Text for analysis:
※ ※ ※

My nurse du jour was wearing a T-shirt with a cute little pumpkin on it.

It was a cheery note on an otherwise dismal day. This was Halloween 2021, but there would be no candy for me.

In fact, there would be no food or drink whatsoever. I was in the critical care unit, on day two of a weeklong fast. If I was lucky.

I’d undergone a hiatal hernia repair, which had gone well. However, when the assisting surgeon put a scope down my esophagus for a final check, she nicked it.

The lead surgeon repaired the cut, but I’d have to be watched for a week. I couldn’t swallow anything, as that could impair the healing process. If I passed a diagnostic test at the end of the week, I could eat again. Gruel, maybe?

I was a very unhappy patient, but I kept it to myself. It was true that I didn’t really have the energy to be snarky.


But it was also true that I was afraid. I’d never been in the hospital overnight before. I’d never felt so close to death. I have always feared being confined.

Growing up in the 1960s, when polio was still a threat, I had nightmares about iron lungs. Now here I was with a tube in my nose, hooked up to a multitude of monitors and IVs. Stuck with my thoughts and worst imaginings.

With no chocolate or sweet coffee drinks to distract me.

Two years later, Halloween week brings back all of these memories. I suspect it will for many years to come.

I can be grateful that I survived the surgical misstep. The outcome could have been tragic. I will admit that it took me awhile to reach that understanding. For quite awhile, I was just angry about the whole thing.

I also have come to realize that I could endure a significant ordeal and not break. Well, I did have a few very low moments that week, as my husband, Paul, can attest. But I made it through.

※ ※ ※

Data section:
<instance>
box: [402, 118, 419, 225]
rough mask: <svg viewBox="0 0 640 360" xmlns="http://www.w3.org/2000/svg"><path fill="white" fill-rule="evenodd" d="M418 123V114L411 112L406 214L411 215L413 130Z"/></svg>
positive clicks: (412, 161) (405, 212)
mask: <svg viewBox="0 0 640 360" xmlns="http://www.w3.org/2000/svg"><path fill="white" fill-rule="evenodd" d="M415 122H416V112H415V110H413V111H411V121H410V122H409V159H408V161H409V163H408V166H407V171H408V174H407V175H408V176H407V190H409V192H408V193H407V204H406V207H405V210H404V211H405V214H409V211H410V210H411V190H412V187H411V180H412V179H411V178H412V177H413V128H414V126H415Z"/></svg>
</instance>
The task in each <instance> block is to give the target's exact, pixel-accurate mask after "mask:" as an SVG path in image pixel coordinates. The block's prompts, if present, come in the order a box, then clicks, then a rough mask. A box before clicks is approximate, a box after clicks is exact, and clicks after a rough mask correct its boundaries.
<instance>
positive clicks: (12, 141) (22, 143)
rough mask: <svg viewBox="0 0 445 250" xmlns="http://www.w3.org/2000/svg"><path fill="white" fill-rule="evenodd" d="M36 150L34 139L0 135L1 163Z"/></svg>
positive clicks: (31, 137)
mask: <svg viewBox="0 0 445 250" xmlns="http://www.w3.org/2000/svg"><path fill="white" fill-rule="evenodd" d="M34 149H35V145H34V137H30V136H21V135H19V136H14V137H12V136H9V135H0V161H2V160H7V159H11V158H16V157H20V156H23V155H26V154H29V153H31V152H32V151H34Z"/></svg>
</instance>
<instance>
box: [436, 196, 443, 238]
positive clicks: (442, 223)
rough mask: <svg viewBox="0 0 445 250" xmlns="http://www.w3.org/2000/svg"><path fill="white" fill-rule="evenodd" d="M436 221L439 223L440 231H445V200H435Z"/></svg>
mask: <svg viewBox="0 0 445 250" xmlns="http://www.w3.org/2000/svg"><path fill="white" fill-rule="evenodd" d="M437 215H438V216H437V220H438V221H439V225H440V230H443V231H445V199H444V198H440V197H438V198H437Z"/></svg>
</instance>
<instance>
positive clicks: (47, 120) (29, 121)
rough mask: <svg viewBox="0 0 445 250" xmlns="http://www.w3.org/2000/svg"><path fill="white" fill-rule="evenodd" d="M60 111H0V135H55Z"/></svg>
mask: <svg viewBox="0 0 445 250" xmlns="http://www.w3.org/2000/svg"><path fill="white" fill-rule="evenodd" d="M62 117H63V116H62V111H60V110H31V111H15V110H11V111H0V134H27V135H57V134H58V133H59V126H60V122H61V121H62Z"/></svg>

※ ※ ※

Work request 1:
Answer these questions from the essay about the hospital stay:
(a) What was pictured on the nurse's T-shirt?
(b) What operation had the writer undergone?
(c) What did the writer have nightmares about while growing up in the 1960s?
Work request 2: Carry on the essay about the hospital stay, picking up after its final sentence.
The rows play no part in what follows and can be left aside.

Result 1:
(a) A cute little pumpkin.
(b) A hiatal hernia repair.
(c) Iron lungs.

Result 2:
I even managed to ask Paul each day what he was eating.

Meanwhile, I dreamed I was drinking a large iced green tea from Panera and munching down popcorn shrimp.

I discovered that food defined my day. What was I doing instead of eating breakfast? I felt lucky to be distracted by the nursing shift change, the arrival of the doctors on rounds and a CNA wielding a thermometer.

To give my day structure, I read nonfiction in the morning and fiction later in the day. Paul would visit in the early afternoon and then around supper time. I streamed “Vera” episodes on my iPad, but I didn’t otherwise watch TV.

We were still in the midst of the COVID-19 pandemic, though, so I made sure I didn’t miss Dr. Nirav Shah’s weekly briefing.

There was bath time and, eventually, physical therapy (walking up and down the hall with my IV tower). There was a constant stream of staff members coming through to check my vitals or refill whatever was going into me. I found that I didn’t have to worry about intrusive thoughts because I was busy, and when I wasn’t, I was dozing off until someone else came into the room.


I couldn’t get any decent rest, which surprised me. But as one of my nurses said, “Don’t expect to get any sleep in a hospital.”

As the week wore on, I was able to be thankful. For Paul, standing by me and holding down the fort at home. For the friends and relatives who reached out with cards and messages of support. For the nursing staff, of course. When a sweet and gentle CNA offered to wash my feet, I nearly cried.

Initially, had expected to stay at the hospital only one night after the hernia repair. So I had brought a little notebook to jot down my thoughts. Here’s one: “I just upped my pain meds.” I rather enjoyed jabbing that little pain-relief button. But after the first couple of days I didn’t need the meds and the nurses took them away.

I noted on day three that I’d had a better night because I had Tylenol and Ativan in my drip. Having a tube in my nose really dulled my appetite, I wrote, although thirst continued to be a problem.

Finally it was Thursday, day six. I wrote: “Big day tomorrow. Please, lord, let it go well. Thank you.”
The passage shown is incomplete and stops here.